** Raw records **
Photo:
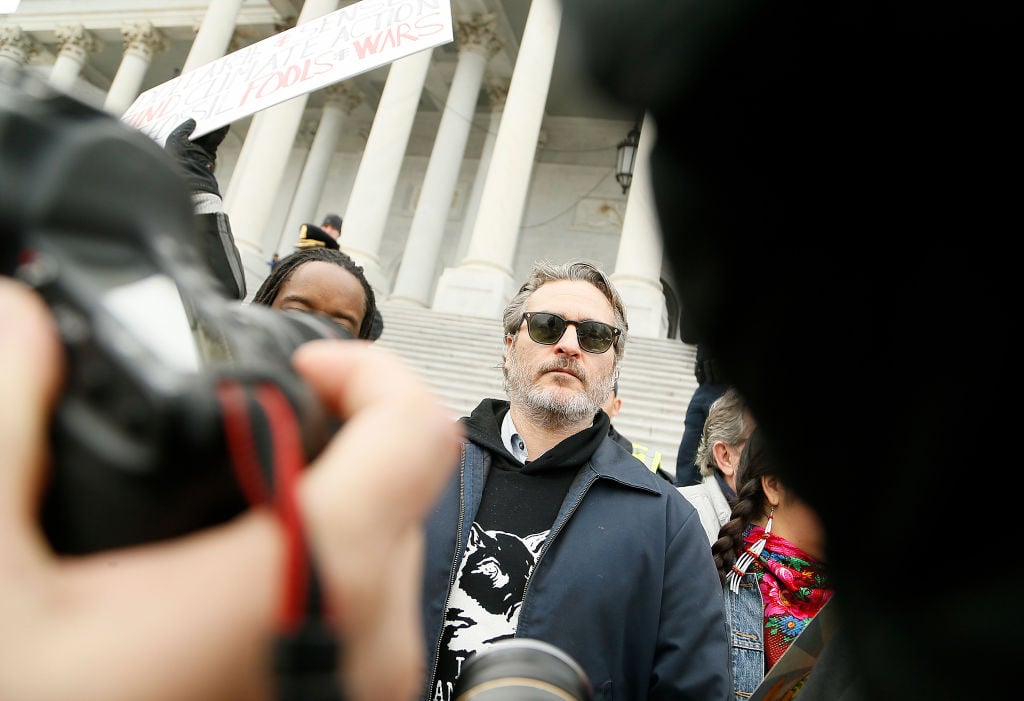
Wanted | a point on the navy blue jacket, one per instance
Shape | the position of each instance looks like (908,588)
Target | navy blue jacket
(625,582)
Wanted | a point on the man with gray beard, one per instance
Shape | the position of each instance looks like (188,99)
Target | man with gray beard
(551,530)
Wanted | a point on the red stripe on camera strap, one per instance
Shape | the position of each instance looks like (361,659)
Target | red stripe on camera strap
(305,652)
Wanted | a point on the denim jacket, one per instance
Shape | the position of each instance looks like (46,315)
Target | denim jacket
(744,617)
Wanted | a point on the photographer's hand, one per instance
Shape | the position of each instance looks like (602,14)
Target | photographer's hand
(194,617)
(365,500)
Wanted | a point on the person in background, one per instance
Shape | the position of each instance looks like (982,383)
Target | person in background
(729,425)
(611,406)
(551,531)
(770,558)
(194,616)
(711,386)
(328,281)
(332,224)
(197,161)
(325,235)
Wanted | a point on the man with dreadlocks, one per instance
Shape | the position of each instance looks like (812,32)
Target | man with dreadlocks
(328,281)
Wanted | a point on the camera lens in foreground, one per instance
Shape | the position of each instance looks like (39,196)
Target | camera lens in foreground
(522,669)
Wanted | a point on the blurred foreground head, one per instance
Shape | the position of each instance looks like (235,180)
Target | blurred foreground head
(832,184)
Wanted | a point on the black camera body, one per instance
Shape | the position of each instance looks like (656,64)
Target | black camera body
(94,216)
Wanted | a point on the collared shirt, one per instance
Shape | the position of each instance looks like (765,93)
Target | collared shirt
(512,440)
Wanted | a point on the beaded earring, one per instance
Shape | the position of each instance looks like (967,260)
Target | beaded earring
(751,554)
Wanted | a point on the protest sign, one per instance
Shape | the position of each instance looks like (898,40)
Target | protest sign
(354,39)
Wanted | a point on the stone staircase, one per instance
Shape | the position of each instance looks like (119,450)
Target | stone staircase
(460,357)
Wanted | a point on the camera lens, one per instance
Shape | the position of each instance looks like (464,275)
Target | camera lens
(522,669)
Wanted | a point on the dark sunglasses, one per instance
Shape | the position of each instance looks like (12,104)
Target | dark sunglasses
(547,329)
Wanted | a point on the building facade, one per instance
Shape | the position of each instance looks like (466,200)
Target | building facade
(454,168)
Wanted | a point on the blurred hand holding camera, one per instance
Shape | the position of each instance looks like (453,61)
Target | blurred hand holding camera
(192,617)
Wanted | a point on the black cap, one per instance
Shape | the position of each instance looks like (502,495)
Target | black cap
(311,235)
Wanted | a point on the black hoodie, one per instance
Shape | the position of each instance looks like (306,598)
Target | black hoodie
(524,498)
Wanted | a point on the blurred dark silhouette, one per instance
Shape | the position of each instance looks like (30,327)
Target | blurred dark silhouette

** WORK TO BE COMPLETED **
Make an exact copy of every record, pictures excluded.

** ANSWER TO THIS PROBLEM **
Photo:
Wanted | a point on the navy blue jacket, one per instance
Shape | the position of each instance looks like (908,588)
Target | navy blue jacket
(625,582)
Wanted | a point on the man with gray beard, one per instance
Shape | the position of each instance looks like (188,99)
Target | man with gray beard
(551,530)
Wanted | a point on the red stripe on camera strap, one per instance
Shape | the position of each instance looks like (361,659)
Target | red stripe on camera strap
(305,652)
Wanted | a point on the denim jacket, one per instance
Shape | the position of each instance looks like (46,315)
Target | denim jacket
(744,617)
Wanted | a point on the photographer's hand, one per instance
Shape | the position of each instance looks like (602,14)
Target | photographer's hand
(194,617)
(365,500)
Wanted | a point on the person in background, one per instance
Shape | the position of each instance looks like (982,383)
Target | person in background
(729,425)
(611,406)
(551,531)
(770,558)
(194,616)
(711,386)
(328,281)
(332,224)
(197,161)
(325,235)
Wanted | a point on the man with dreadlocks, one per instance
Shape | the position of each instance looks like (812,32)
Target | man with dreadlocks
(328,281)
Wanted | a point on the camera lens in foreground, one per instance
Shape | the position of each instance looks like (39,196)
Target | camera lens in foreground
(522,669)
Wanted | a point on the blurred foreground head, one per instance
Shape | the position of each instance looks like (235,180)
Target | blurred foreground head
(832,184)
Wanted | a point on the black camera body, one per instance
Shape | the position of each instance looks like (656,64)
Target | black camera body
(94,216)
Wanted | a point on the collared shirt, one per instance
Shape | the position of each instance looks like (765,93)
Target | collared shirt
(512,440)
Wanted | a point on the beaded earring, one per instance
Shape | the position of each instance looks like (967,260)
Target | beaded earring
(751,554)
Wanted | a point on the protest sign, one per instance
Shape | the position of each instance looks like (898,40)
Target | protest sign
(354,39)
Wanted | a point on the stone staircase, one per instance
Shape | the position of each instance looks like (119,450)
Target | stone staircase
(460,357)
Wanted | a point on the camera lens, one per instance
Shape | the position of each instance looks like (464,275)
Target | camera lens
(522,669)
Wanted | a point on the dark sunglasses, one per instance
Shape | the position of each instance looks like (12,104)
Target | dark sunglasses
(547,329)
Wanted | a point on the building facade, one per instance
Shape | the position of each instance looks like (466,200)
Target | building facade
(454,168)
Wanted | a point on the blurred hand holding camera, one per instance
Shape | the position of each instance looks like (453,61)
Target | blurred hand holding camera
(192,617)
Wanted | a point on the black cap, one per instance
Shape | the position of each instance looks like (502,495)
Target | black cap
(311,235)
Wanted | a point on the black hoodie, one per instance
Shape | the position of each instance looks like (306,598)
Target | black hoodie
(524,498)
Wanted | a point on the blurred dark silhouette, one per instance
Shape | the position of each instance looks like (30,327)
Target | blurred dark silhouette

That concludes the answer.